**Problem details**
Report every line in the material below that contains the word "race".

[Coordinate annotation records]

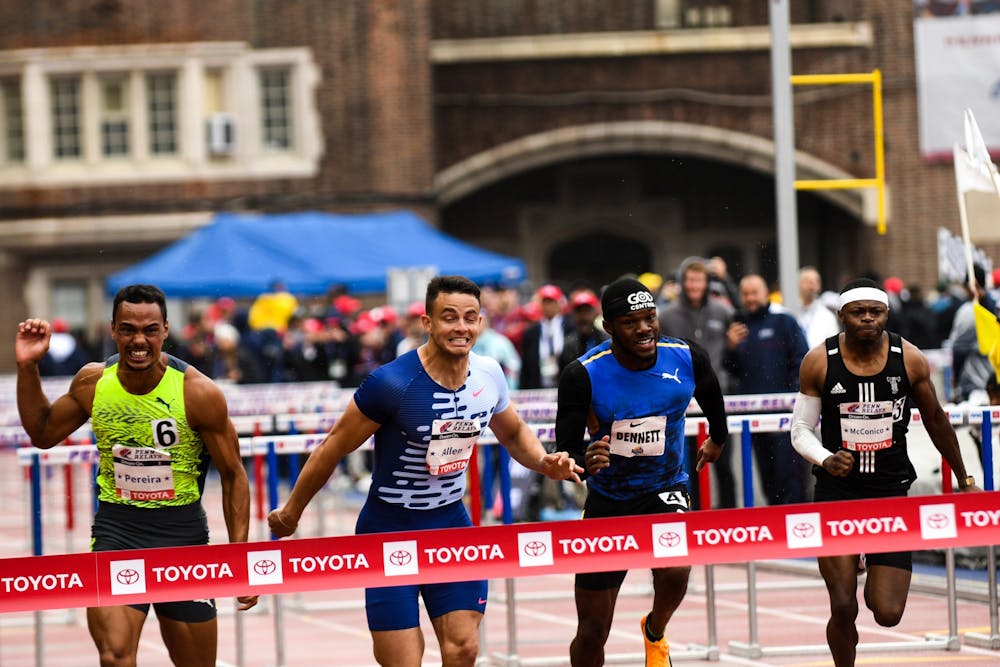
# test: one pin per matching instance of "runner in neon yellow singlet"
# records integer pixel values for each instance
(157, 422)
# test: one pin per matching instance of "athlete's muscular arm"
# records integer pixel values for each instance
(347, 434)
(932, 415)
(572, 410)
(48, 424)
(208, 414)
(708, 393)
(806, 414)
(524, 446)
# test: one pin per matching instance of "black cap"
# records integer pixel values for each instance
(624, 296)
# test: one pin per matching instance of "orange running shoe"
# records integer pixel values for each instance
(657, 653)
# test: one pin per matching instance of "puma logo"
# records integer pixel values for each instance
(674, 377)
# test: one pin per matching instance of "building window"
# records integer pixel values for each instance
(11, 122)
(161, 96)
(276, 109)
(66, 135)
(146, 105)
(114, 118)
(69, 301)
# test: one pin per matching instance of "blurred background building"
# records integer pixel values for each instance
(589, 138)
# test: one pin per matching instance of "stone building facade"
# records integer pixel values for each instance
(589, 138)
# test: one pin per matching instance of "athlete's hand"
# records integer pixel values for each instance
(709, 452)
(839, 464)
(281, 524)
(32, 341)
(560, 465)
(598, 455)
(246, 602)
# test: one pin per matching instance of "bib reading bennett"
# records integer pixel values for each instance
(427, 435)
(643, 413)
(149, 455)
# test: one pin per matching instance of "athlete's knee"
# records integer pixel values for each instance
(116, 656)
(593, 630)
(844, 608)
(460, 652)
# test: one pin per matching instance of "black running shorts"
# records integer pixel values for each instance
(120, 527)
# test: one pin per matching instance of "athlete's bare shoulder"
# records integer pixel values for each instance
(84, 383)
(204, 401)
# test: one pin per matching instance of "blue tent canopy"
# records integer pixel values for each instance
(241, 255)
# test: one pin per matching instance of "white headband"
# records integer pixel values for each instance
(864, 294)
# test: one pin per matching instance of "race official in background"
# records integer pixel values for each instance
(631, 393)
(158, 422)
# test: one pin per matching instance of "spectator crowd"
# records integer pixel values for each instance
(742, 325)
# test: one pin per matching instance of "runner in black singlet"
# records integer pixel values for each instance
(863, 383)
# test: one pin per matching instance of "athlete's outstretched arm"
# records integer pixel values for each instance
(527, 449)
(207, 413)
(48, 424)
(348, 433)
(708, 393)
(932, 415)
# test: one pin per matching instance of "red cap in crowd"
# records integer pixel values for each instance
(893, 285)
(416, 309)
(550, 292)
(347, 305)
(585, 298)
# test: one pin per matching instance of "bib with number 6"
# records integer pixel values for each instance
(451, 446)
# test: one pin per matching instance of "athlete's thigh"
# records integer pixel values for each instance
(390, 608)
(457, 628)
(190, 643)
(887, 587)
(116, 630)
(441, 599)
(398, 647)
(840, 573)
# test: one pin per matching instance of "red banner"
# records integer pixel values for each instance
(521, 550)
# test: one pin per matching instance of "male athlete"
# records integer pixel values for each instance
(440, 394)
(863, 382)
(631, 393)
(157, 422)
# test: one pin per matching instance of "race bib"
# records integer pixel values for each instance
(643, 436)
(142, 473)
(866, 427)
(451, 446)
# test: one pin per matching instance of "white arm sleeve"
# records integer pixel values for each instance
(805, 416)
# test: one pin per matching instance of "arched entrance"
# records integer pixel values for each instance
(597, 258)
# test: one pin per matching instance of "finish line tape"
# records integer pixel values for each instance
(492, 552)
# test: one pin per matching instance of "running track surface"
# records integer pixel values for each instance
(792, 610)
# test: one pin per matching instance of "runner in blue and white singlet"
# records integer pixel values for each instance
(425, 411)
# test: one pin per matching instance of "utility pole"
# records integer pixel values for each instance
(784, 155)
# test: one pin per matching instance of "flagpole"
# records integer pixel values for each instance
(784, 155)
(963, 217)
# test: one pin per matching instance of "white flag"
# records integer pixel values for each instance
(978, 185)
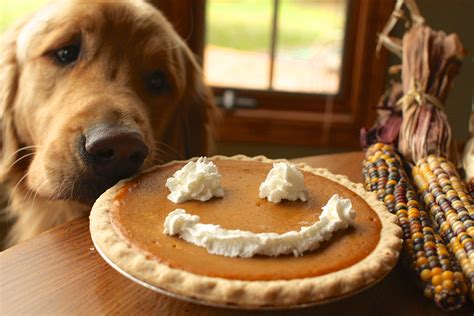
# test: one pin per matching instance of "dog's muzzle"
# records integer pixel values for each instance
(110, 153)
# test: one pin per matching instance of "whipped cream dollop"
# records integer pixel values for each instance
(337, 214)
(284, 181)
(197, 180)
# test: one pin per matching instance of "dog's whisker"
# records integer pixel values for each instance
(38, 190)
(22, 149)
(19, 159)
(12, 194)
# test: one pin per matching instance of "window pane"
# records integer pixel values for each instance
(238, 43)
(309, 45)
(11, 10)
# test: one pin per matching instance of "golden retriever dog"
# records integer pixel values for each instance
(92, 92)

--

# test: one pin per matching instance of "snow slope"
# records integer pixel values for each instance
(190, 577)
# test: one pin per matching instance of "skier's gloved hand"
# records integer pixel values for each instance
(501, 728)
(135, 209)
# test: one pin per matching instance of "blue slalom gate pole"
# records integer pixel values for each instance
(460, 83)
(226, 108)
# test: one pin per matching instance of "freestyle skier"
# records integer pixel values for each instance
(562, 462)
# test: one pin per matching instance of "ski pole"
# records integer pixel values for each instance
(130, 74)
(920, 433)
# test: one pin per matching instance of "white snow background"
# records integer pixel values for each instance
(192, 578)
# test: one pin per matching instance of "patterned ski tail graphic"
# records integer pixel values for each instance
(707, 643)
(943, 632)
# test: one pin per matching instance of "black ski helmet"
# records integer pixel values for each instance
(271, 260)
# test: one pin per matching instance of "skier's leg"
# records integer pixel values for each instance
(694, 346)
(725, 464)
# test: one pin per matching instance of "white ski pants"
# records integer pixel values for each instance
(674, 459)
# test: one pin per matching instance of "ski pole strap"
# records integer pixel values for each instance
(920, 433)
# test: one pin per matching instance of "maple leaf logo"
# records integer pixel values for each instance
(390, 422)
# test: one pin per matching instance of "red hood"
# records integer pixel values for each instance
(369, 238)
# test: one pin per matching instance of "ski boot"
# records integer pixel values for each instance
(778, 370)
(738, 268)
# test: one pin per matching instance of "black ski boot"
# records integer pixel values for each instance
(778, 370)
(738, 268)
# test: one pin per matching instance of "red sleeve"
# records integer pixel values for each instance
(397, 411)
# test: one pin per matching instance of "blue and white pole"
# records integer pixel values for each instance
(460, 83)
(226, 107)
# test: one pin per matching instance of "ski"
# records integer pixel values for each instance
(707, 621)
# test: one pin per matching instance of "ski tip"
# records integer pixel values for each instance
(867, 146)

**Reply to the exercise**
# test: one pin per matching instance of "race official in background"
# test: one pin per matching instance of "race bib"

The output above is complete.